(What you will do): Set out each line of the material below as a numbered list, omitting any blank lines.

═══ Stored records

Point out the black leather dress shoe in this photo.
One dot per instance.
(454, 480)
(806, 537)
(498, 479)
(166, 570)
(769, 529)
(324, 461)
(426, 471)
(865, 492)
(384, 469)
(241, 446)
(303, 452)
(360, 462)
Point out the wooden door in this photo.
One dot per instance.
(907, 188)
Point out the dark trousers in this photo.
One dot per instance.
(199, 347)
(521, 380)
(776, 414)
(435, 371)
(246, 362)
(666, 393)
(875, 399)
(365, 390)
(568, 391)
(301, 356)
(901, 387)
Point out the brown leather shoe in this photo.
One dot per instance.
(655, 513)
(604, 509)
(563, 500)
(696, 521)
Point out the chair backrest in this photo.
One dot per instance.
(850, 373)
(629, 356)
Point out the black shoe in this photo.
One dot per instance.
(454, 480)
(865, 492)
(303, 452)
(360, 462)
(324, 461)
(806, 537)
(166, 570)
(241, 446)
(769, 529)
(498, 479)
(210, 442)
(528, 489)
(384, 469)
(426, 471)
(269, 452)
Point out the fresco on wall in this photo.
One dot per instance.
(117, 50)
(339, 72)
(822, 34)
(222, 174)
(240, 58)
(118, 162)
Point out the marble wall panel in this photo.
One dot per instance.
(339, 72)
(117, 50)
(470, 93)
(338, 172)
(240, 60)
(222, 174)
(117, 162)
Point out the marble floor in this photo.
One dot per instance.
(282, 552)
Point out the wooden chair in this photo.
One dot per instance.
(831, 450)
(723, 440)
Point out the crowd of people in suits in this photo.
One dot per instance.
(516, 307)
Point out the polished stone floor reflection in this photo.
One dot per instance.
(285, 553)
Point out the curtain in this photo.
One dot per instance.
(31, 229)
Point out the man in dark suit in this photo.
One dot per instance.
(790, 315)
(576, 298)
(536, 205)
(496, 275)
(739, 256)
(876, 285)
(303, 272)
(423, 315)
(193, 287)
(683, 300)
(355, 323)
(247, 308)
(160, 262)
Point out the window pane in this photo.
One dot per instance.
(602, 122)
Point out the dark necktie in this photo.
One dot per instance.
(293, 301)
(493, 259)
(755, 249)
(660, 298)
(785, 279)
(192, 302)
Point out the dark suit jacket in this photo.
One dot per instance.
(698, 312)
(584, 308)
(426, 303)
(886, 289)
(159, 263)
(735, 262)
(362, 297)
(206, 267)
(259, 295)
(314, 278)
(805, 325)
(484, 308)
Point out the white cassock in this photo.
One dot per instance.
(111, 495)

══════

(Reply to the exercise):
1. Point out the black leather dress shoe in this photo.
2. One dot per instance.
3. (454, 480)
4. (806, 537)
5. (498, 479)
6. (166, 570)
7. (769, 529)
8. (324, 461)
9. (426, 471)
10. (865, 492)
11. (384, 469)
12. (241, 446)
13. (303, 452)
14. (360, 462)
15. Point out the wooden door in this photo.
16. One dot per instance.
17. (907, 188)
18. Point out the dark trousers in this photo.
19. One dot per instance.
20. (199, 347)
21. (521, 380)
22. (776, 414)
23. (435, 371)
24. (246, 362)
25. (666, 393)
26. (875, 399)
27. (365, 390)
28. (568, 391)
29. (301, 356)
30. (901, 387)
31. Point out the brown leather shoe in this photo.
32. One dot per instance.
33. (655, 513)
34. (604, 509)
35. (563, 500)
36. (696, 521)
37. Point out the chair backrest in this photo.
38. One dot per instance.
39. (850, 373)
40. (629, 356)
41. Point out the black shoe in this photo.
42. One dot per instance.
43. (454, 480)
44. (865, 492)
45. (303, 452)
46. (360, 462)
47. (324, 461)
48. (806, 537)
49. (166, 570)
50. (241, 446)
51. (769, 529)
52. (498, 479)
53. (210, 442)
54. (528, 489)
55. (384, 469)
56. (426, 471)
57. (269, 452)
58. Point out the fresco on wall in this photo.
59. One dot per instance.
60. (117, 50)
61. (339, 72)
62. (822, 34)
63. (222, 174)
64. (240, 58)
65. (118, 162)
66. Point out the marble wall panel in this photo.
67. One dot per instance.
68. (339, 72)
69. (117, 50)
70. (470, 93)
71. (338, 172)
72. (240, 60)
73. (222, 174)
74. (117, 162)
75. Point out the marble floor in this photo.
76. One dot per instance.
77. (282, 552)
78. Point out the wooden chair in this photo.
79. One dot per instance.
80. (831, 450)
81. (723, 440)
82. Point out the crowd of people in suits in this photo.
83. One dot per instance.
84. (516, 307)
85. Point out the polished stone floor reflection in this photo.
86. One dot per instance.
87. (285, 553)
88. Point out the curtain in this photo.
89. One dot per instance.
90. (31, 229)
91. Point out the man in dark suit in this photo.
92. One dot per instance.
93. (790, 315)
94. (576, 298)
95. (536, 205)
96. (496, 275)
97. (739, 256)
98. (876, 285)
99. (303, 272)
100. (423, 315)
101. (193, 287)
102. (683, 300)
103. (355, 323)
104. (247, 308)
105. (160, 262)
106. Point out the window pane in this photo.
107. One dot per instance.
108. (602, 122)
109. Point out the dark necktie in this photo.
110. One dot per instance.
111. (293, 301)
112. (493, 259)
113. (755, 249)
114. (660, 298)
115. (785, 279)
116. (192, 302)
117. Point out the dark suit jacket in this photo.
118. One dot per instance.
119. (698, 312)
120. (584, 308)
121. (426, 303)
122. (886, 289)
123. (159, 263)
124. (735, 262)
125. (362, 297)
126. (206, 267)
127. (259, 295)
128. (314, 278)
129. (805, 325)
130. (484, 308)
131. Point out the white cassock in this photo.
132. One dot per instance.
133. (111, 495)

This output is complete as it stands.